Bancos alemães no topo

A superação da actual crise económica da União Europeia, como quase toda a gente reconhece, exige uma maior integração, com o primeiro passo a assumir a forma de uma união bancária supervisionada pelo Banco Central Europeu. Mas a união bancária da Europa também requer regras uniformes para liquidar instituições financeiras insolventes – e é aqui que está o ponto da discórdia.

A Alemanha opôs-se ao novo mecanismo de resolução bancária, proposto pela Comissão Europeia, o que gerou apoio moral e político dentro de portas, ao descrever a sua posição como um esforço para proteger os contribuintes germânicos: Por que é que as formigas alemãs devem pagar pelos gafanhotos do sul europeu? Na realidade, a posição da Alemanha é um estratagema para esconder o seu comportamento anti-concorrencial, onde o governo subsidia os bancos e a indústria alemã às custas de toda a gente – incluindo dos contribuintes germânicos.

 

O mercado comum europeu é o maior sucesso da política europeia no pós-Segunda Guerra Mundial, impulsionando o crescimento económico e dinamizando o intercâmbio cultural. Mas um mercado comum exige igualdade de circunstâncias e a Comissão Europeia tem trabalhado bastante, ao longo dos anos, para alcançá-la em muitos sectores.

 

Até agora, a principal excepção foi a banca. A emergente união bancária não é apenas o primeiro passo para uma união orçamental europeia; é também o passo final para a conclusão do mercado comum europeu. Sem um mecanismo de resolução comum que iguala todas as condições, o mercado comum vai permanecer inacabado.

 

Na teoria, as regras da banca da União Europeia são comuns a todos os Estados-membros. Na prática, a sua implementação estava, até há pouco tempo, nas mãos dos reguladores nacionais, que aplicavam padrões muito distintos. Mais importante que isso, enquanto os subsídios estatais a outros sectores são proibidos, são comummente aceites no sector financeiro – não só subsídios explícitos, como os resgates da Alemanha a vários bancos regionais depois da crise americana do “subprime”, mas também subsídios implícitos. Alguns operadores da banca francesa vangloriam-se abertamente do apoio dado pelo governo francês, que nunca irá deixar os bancos falirem.

 

Infelizmente, este não é um problema apenas francês ou alemão. Todos os intervenientes do mercado sabem que os governos europeus não vão deixar os grandes bancos entrarem em bancarrota. Este subsídio implícito custa milhões de euros aos contribuintes de cada um dos países; também distorce a concorrência, porque nem todos os subsídios implícitos são criados de igual forma. Independentemente dos seus fundamentais, um banco alemão será considerado mais seguro do que um congénere italiano, porque a garantia implícita do governo alemão é muito mais valiosa do que a do governo italiano.

◆ ◆ ◆ ◆

- **O QUE FAZER**
- 1) No texto sobre a união bancária europeia, por que motivo um banco alemão é considerado mais seguro do que um congénere italiano?
- 2) Prossiga o texto sobre a união bancária europeia a partir da sua última frase.

- **MATERIAL FORNECIDO**
◆ ◆ ◆ ◆

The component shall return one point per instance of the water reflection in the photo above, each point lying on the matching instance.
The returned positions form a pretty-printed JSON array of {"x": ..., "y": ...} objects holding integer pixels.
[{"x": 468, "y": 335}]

◆ ◆ ◆ ◆

- **RESPOSTAS DO EXERCÍCIO**
- 1) Porque a garantia implícita do governo alemão é muito mais valiosa do que a do governo italiano.

- 2)
 

Como consequência disso, os bancos alemães têm menores custos de financiamento e – se tudo o resto for semelhante – maiores lucros. Tendo em conta que os custos mais baixos se reflectem nos seus clientes, também as empresas industriais na Alemanha desfrutam de um mais baixo custo de capital, dando-lhes uma vantagem desleal face aos concorrentes europeus.

 

Uma das formas de impedir esta distorção será a criação de um mecanismo para resgatar todos os bancos com dinheiro europeu. Mas esta abordagem não iria apenas deixar os contribuintes alemães numa posição difícil; também iria criar incentivos perversos em todo o sistema financeiro europeu, acabando por maximizar a instabilidade.

 

A alternativa preferida é a constituição de um mecanismo de resolução comum, que seria aplicado em toda a Europa, independentemente do país de origem do banco. Tal mecanismo iria evitar a necessidade de uma intervenção estatal.

 

A proposta recente de Michel Barnier, o comissário europeu para o Mercado Interno e Serviços, é um esforço para implementar esta solução. Ela proporciona um mecanismo de resolução comum para todos os bancos na Europa, o que obriga a que as perdas sejam absorvidas pelos accionistas, pelos obrigacionistas e por grandes depositantes antes de ser necessário dinheiro estatal. Para fornecer financiamento a curto prazo para determinado banco durante a sua reestruturação, o plano da Comissão passa por criar um Fundo Europeu, colocando todos os bancos em igualdade de circunstâncias.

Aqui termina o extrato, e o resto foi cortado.